[Start of Attachment]
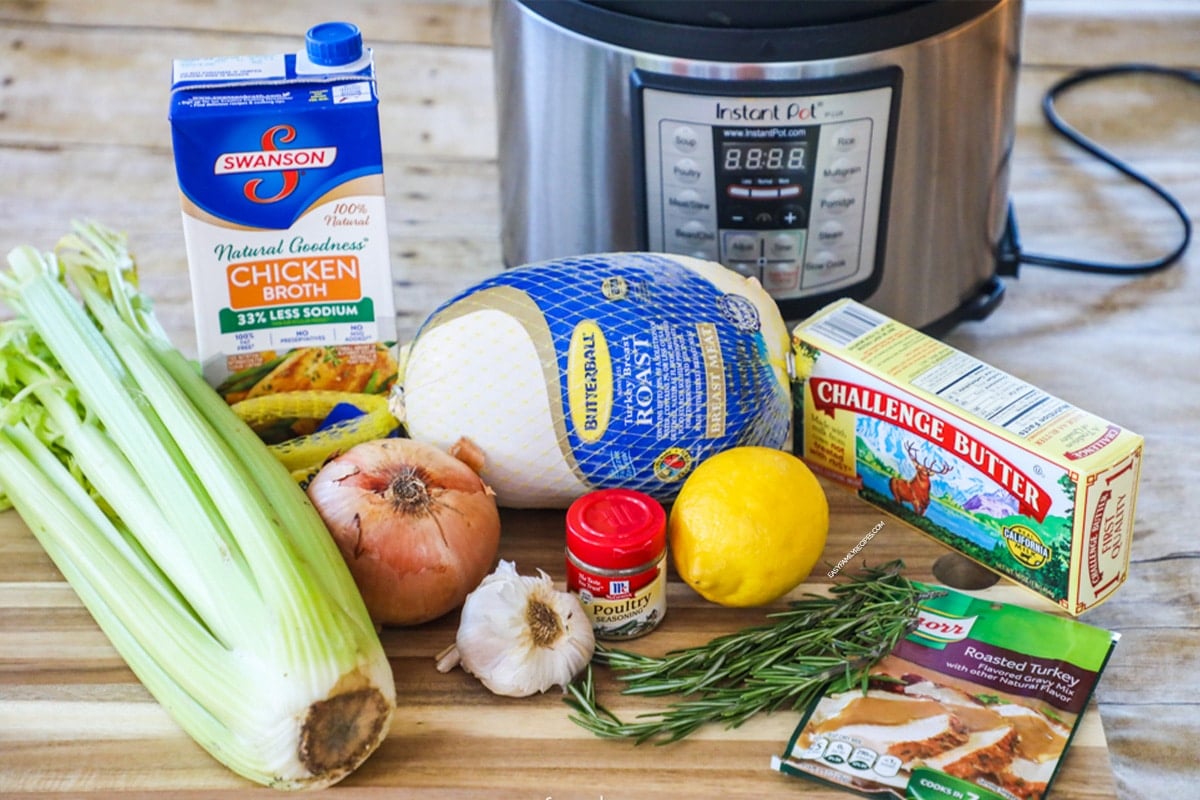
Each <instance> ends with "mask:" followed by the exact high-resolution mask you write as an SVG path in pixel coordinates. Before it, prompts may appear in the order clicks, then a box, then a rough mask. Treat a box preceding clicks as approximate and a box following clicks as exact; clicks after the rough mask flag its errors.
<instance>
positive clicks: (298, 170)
mask: <svg viewBox="0 0 1200 800" xmlns="http://www.w3.org/2000/svg"><path fill="white" fill-rule="evenodd" d="M295 138H296V130H295V128H294V127H293V126H290V125H274V126H271V127H269V128H266V131H264V132H263V137H262V139H260V140H259V144H260V146H262V150H251V151H246V152H224V154H221V155H220V156H217V161H216V163H215V164H214V168H212V174H214V175H233V174H238V173H264V172H277V173H280V176H281V178H282V184H281V186H280V190H278V191H277V192H276V193H275V194H271V196H269V197H262V196H260V194H259V192H260V188H262V186H263V182H264V180H265V179H263V178H251V179H250V180H248V181H246V184H245V186H242V194H245V196H246V199H247V200H250V201H251V203H263V204H266V203H277V201H280V200H282V199H283V198H286V197H288V196H289V194H292V192H294V191H295V188H296V186H299V185H300V170H301V169H324V168H325V167H330V166H331V164H332V163H334V161H335V160H336V158H337V148H296V149H290V150H283V149H280V145H281V144H289V143H292V142H294V140H295Z"/></svg>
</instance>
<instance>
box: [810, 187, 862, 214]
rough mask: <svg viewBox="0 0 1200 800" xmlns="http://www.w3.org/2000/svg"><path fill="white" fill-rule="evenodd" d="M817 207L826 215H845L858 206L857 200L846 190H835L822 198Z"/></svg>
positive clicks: (857, 202)
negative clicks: (822, 211) (836, 214)
mask: <svg viewBox="0 0 1200 800" xmlns="http://www.w3.org/2000/svg"><path fill="white" fill-rule="evenodd" d="M817 205H818V206H820V209H821V210H822V211H824V212H827V213H845V212H847V211H850V209H852V207H853V206H856V205H858V198H857V197H856V196H854V194H852V193H850V192H847V191H846V190H841V188H835V190H834V191H832V192H829V193H828V194H826V196H824V197H822V198H821V199H820V200H818V201H817Z"/></svg>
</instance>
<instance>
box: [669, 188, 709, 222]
mask: <svg viewBox="0 0 1200 800" xmlns="http://www.w3.org/2000/svg"><path fill="white" fill-rule="evenodd" d="M667 206H668V207H670V209H671V210H672V211H679V212H680V213H685V215H688V216H700V215H702V213H709V212H710V211H712V210H713V203H712V200H709V199H708V198H706V197H704V196H703V194H701V193H700V192H697V191H696V190H694V188H682V190H677V191H674V192H671V193H670V194H668V196H667Z"/></svg>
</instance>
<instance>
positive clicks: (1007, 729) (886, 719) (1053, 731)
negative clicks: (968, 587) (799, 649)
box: [772, 584, 1117, 800]
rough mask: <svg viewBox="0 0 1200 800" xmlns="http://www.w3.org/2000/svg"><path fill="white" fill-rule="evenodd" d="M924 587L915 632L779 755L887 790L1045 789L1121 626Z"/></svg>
mask: <svg viewBox="0 0 1200 800" xmlns="http://www.w3.org/2000/svg"><path fill="white" fill-rule="evenodd" d="M918 585H920V584H918ZM922 588H923V589H925V590H926V591H929V593H930V594H931V595H932V596H930V597H928V599H926V600H925V601H924V602H923V603H922V607H920V610H919V616H918V619H917V625H916V628H914V630H913V632H912V633H910V634H908V636H907V637H906V638H904V639H901V640H900V642H899V643H898V644H896V646H895V648H893V650H892V652H890V654H888V655H886V656H884V657H883V658H882V660H881V661H880V662H878V663H876V664H875V666H874V668H872V669H871V670H870V675H869V678H868V679H866V680H865V681H863V682H862V684H860V685H856V686H853V687H847V686H845V685H840V686H834V687H833V688H832V690H830V691H829V693H827V694H826V696H824V697H822V698H821V699H820V700H818V702H817V703H815V704H814V705H812V708H810V709H809V710H808V714H806V715H805V717H804V720H803V721H802V722H800V724H799V726H798V727H797V728H796V732H794V733H793V734H792V738H791V740H788V742H787V746H786V750H785V752H784V754H782V756H780V757H778V758H774V759H773V760H772V765H773V766H774V769H776V770H779V771H781V772H784V774H785V775H794V776H798V777H806V778H811V780H815V781H820V782H822V783H826V784H828V786H835V787H839V788H844V789H851V790H854V792H858V793H860V794H864V795H868V796H875V798H881V799H883V798H889V799H894V800H946V799H947V798H952V799H953V798H960V799H962V800H966V799H967V798H973V799H974V800H1016V799H1020V800H1042V799H1043V798H1045V796H1046V794H1048V792H1049V790H1050V787H1051V786H1052V783H1054V780H1055V776H1056V775H1057V774H1058V766H1060V764H1061V763H1062V758H1063V756H1064V754H1066V752H1067V748H1068V746H1069V745H1070V740H1072V738H1073V736H1074V734H1075V732H1076V730H1078V728H1079V722H1080V718H1081V717H1082V715H1084V711H1085V709H1086V708H1087V704H1088V702H1090V699H1091V698H1092V694H1093V692H1094V690H1096V685H1097V682H1098V681H1099V679H1100V674H1102V673H1103V670H1104V667H1105V666H1106V663H1108V661H1109V657H1110V656H1111V654H1112V649H1114V648H1115V646H1116V643H1117V634H1115V633H1110V632H1109V631H1104V630H1102V628H1098V627H1092V626H1088V625H1084V624H1082V622H1079V621H1078V620H1073V619H1068V618H1064V616H1060V615H1056V614H1048V613H1044V612H1038V610H1033V609H1030V608H1021V607H1019V606H1010V604H1006V603H998V602H994V601H991V600H989V599H984V597H971V596H968V595H964V594H959V593H955V591H943V590H940V589H936V588H934V587H922Z"/></svg>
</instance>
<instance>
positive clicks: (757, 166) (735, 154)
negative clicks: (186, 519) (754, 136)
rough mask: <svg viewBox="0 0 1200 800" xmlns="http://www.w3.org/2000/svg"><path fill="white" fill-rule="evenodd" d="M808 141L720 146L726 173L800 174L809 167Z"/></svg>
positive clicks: (723, 162)
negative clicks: (774, 173) (808, 165)
mask: <svg viewBox="0 0 1200 800" xmlns="http://www.w3.org/2000/svg"><path fill="white" fill-rule="evenodd" d="M808 151H809V145H808V143H806V142H770V143H761V142H732V143H730V142H727V143H725V144H724V145H721V168H722V172H726V173H781V172H782V173H798V172H804V169H805V168H806V160H808Z"/></svg>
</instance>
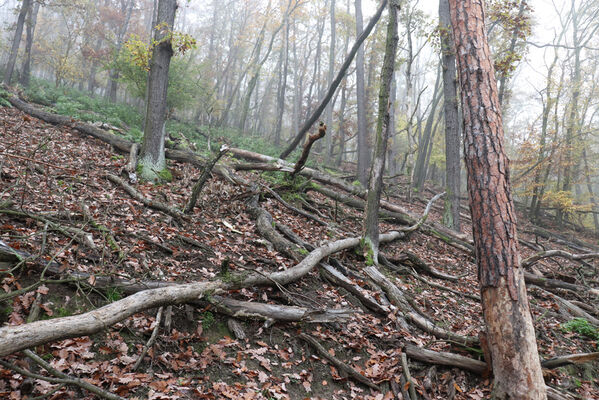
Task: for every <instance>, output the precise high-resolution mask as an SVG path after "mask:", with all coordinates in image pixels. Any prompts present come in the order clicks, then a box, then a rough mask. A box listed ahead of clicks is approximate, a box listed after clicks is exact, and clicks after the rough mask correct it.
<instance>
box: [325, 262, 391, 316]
mask: <svg viewBox="0 0 599 400" xmlns="http://www.w3.org/2000/svg"><path fill="white" fill-rule="evenodd" d="M320 267H321V269H322V272H323V275H324V277H325V278H326V279H327V280H329V281H331V282H332V283H333V284H335V285H337V286H340V287H342V288H344V289H345V290H347V291H348V292H349V293H351V294H353V295H354V296H355V297H356V298H357V299H358V300H360V302H361V303H362V304H363V305H364V306H365V307H366V308H368V309H370V310H372V311H374V312H376V313H377V314H381V315H387V314H389V311H390V310H389V307H387V306H385V305H383V304H381V303H379V302H378V301H377V300H376V299H375V298H374V297H373V296H371V295H370V294H369V293H368V291H367V290H365V289H363V288H362V287H360V286H359V285H356V284H354V283H353V282H352V281H351V280H350V279H349V278H348V277H346V276H345V275H343V274H342V273H341V272H340V271H338V270H337V269H336V268H333V267H332V266H331V265H329V264H326V263H321V264H320Z"/></svg>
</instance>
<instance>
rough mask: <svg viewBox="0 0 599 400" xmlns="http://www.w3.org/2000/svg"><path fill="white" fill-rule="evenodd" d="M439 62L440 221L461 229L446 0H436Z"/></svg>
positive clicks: (458, 154) (454, 230)
mask: <svg viewBox="0 0 599 400" xmlns="http://www.w3.org/2000/svg"><path fill="white" fill-rule="evenodd" d="M439 24H440V29H441V51H442V54H441V62H442V64H443V102H444V103H443V104H444V105H443V107H444V110H443V111H444V116H445V182H446V183H445V191H446V192H447V196H446V197H445V213H444V214H443V223H444V224H445V225H447V226H448V227H450V228H451V229H453V230H454V231H457V232H459V231H460V191H461V190H460V141H461V138H460V136H461V135H460V123H459V120H458V116H459V113H458V93H457V71H456V64H455V62H456V60H455V44H454V40H453V33H452V32H451V20H450V17H449V2H448V0H440V1H439Z"/></svg>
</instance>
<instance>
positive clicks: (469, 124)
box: [449, 0, 547, 399]
mask: <svg viewBox="0 0 599 400" xmlns="http://www.w3.org/2000/svg"><path fill="white" fill-rule="evenodd" d="M449 4H450V14H451V22H452V25H453V32H454V38H455V43H456V56H457V62H458V71H459V76H460V84H461V88H462V107H463V113H464V130H465V136H464V154H465V158H466V169H467V172H468V193H469V197H470V210H471V213H472V227H473V236H474V245H475V252H476V258H477V263H478V277H479V281H480V287H481V298H482V305H483V315H484V318H485V323H486V326H487V338H488V343H489V348H490V350H491V355H492V363H493V374H494V375H495V385H494V398H499V399H508V398H510V399H545V398H546V397H547V394H546V389H545V384H544V382H543V376H542V373H541V365H540V362H539V356H538V352H537V344H536V340H535V334H534V328H533V323H532V318H531V315H530V311H529V307H528V299H527V296H526V287H525V284H524V275H523V271H522V268H520V254H519V251H518V238H517V233H516V213H515V210H514V203H513V200H512V196H511V189H510V181H509V165H508V163H509V162H508V159H507V157H506V155H505V151H504V146H503V124H502V120H501V106H500V103H499V100H498V91H497V84H496V79H495V72H494V70H493V63H492V61H491V56H490V51H489V46H488V43H487V37H486V30H485V15H484V9H483V2H482V1H481V0H450V1H449Z"/></svg>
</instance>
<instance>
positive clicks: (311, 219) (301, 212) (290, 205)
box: [262, 185, 329, 226]
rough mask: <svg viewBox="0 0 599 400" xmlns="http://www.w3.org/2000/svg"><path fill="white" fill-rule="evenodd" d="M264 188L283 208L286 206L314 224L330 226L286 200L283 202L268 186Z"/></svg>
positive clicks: (284, 200) (275, 192) (281, 197)
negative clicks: (307, 218) (313, 222)
mask: <svg viewBox="0 0 599 400" xmlns="http://www.w3.org/2000/svg"><path fill="white" fill-rule="evenodd" d="M262 187H263V188H264V190H266V191H267V192H268V193H269V194H270V195H271V196H272V197H274V198H275V199H276V200H277V201H278V202H279V203H281V204H282V205H283V206H285V208H288V209H289V210H291V211H293V212H294V213H296V214H299V215H302V216H304V217H306V218H308V219H310V220H312V221H314V222H317V223H319V224H320V225H323V226H329V224H328V223H327V222H325V221H323V220H322V219H320V218H318V217H316V216H314V215H312V214H310V213H308V212H305V211H303V210H300V209H299V208H297V207H294V206H292V205H291V204H289V203H287V202H286V201H285V200H283V198H282V197H281V196H279V195H278V194H277V193H276V192H275V191H274V190H272V189H271V188H269V187H268V186H265V185H262Z"/></svg>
[End of Attachment]
Work order — From the records above, copy out the line with "positive clicks: (857, 202)", the line with "box: [772, 584, 1117, 800]", and every line between them, word for word.

Response to this task —
positive clicks: (857, 202)
negative clicks: (822, 211) (836, 214)
mask: <svg viewBox="0 0 1200 800" xmlns="http://www.w3.org/2000/svg"><path fill="white" fill-rule="evenodd" d="M817 205H818V206H820V209H821V210H822V211H824V212H827V213H845V212H847V211H850V209H852V207H853V206H856V205H858V198H857V197H856V196H854V194H852V193H850V192H847V191H846V190H841V188H835V190H834V191H832V192H829V193H828V194H826V196H824V197H822V198H821V199H820V200H818V201H817Z"/></svg>
</instance>
<instance>
box: [669, 188, 709, 222]
mask: <svg viewBox="0 0 1200 800" xmlns="http://www.w3.org/2000/svg"><path fill="white" fill-rule="evenodd" d="M667 206H668V207H670V209H671V210H672V211H679V212H680V213H685V215H688V216H700V215H702V213H709V212H710V211H712V210H713V203H712V200H709V199H708V198H706V197H704V196H703V194H701V193H700V192H697V191H696V190H694V188H682V190H677V191H674V192H671V193H670V194H668V196H667Z"/></svg>
</instance>
<instance>
positive clicks: (1007, 729) (886, 719) (1053, 731)
negative clicks: (968, 587) (799, 649)
box: [772, 584, 1117, 800]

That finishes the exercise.